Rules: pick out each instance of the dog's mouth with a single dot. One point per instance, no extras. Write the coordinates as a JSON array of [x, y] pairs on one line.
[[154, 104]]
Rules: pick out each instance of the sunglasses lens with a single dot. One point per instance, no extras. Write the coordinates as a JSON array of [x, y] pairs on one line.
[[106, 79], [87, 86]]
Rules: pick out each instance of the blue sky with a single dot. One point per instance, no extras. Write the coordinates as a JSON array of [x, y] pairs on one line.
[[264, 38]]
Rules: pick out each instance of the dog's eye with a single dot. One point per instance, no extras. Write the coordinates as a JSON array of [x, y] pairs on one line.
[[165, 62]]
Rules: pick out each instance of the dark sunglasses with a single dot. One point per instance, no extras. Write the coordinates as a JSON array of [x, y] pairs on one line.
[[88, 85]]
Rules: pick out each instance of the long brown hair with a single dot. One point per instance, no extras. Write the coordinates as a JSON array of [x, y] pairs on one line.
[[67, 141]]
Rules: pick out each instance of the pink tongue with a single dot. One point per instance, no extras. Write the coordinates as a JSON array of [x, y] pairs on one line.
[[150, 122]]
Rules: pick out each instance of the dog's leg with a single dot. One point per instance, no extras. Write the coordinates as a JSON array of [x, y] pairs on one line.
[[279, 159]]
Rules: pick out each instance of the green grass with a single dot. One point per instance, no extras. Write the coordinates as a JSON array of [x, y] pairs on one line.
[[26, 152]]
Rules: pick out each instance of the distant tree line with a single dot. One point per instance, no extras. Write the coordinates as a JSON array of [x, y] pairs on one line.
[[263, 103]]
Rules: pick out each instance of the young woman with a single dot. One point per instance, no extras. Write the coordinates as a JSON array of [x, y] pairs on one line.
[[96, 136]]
---
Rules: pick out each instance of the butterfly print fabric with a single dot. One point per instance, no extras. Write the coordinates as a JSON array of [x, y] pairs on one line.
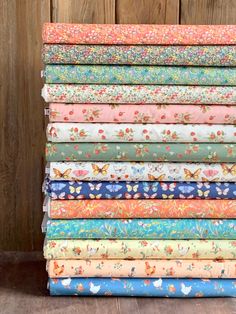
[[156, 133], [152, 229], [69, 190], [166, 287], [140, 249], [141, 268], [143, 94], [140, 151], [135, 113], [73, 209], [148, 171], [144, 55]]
* * *
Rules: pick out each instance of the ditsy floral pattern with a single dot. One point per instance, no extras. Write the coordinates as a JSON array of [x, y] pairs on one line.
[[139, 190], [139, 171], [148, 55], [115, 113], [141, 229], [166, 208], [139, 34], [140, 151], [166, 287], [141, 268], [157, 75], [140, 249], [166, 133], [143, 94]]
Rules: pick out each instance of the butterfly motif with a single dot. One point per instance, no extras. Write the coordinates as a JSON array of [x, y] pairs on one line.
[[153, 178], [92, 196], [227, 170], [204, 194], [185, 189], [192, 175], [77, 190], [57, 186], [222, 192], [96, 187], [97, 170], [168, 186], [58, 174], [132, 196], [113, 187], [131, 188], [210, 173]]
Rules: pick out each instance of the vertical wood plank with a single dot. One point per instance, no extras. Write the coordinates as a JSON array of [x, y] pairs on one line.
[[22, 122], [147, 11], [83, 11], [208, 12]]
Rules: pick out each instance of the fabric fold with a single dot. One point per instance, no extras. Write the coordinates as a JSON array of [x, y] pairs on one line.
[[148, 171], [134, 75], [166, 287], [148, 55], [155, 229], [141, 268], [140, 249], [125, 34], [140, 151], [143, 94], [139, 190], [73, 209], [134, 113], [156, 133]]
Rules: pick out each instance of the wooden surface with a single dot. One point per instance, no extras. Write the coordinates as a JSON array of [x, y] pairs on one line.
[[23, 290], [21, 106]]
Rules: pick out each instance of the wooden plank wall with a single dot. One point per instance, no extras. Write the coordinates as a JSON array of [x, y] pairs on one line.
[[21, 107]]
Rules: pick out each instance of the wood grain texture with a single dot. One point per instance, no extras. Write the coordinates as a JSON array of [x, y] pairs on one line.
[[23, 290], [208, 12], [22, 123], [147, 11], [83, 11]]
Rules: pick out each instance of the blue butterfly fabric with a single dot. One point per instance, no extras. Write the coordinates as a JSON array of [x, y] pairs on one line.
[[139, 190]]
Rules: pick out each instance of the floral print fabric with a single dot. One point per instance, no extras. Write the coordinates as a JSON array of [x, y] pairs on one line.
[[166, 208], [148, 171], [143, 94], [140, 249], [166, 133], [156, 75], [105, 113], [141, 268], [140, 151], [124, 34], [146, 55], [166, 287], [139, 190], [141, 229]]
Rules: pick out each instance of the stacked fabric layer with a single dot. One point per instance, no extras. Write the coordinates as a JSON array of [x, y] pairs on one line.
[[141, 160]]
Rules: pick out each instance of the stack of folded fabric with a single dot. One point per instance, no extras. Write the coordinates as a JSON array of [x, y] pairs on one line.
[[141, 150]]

What you will do: Copy everything in the listing above, from the line containing "Rules: pick out each instance of the young" down to the line containing "[[96, 136]]", both included.

Exercise output:
Rules: pick out each instance of the young woman with a single dot. One point per instance, no extras. Write the coordinates as a JSON array of [x, y] pairs on one line.
[[96, 136]]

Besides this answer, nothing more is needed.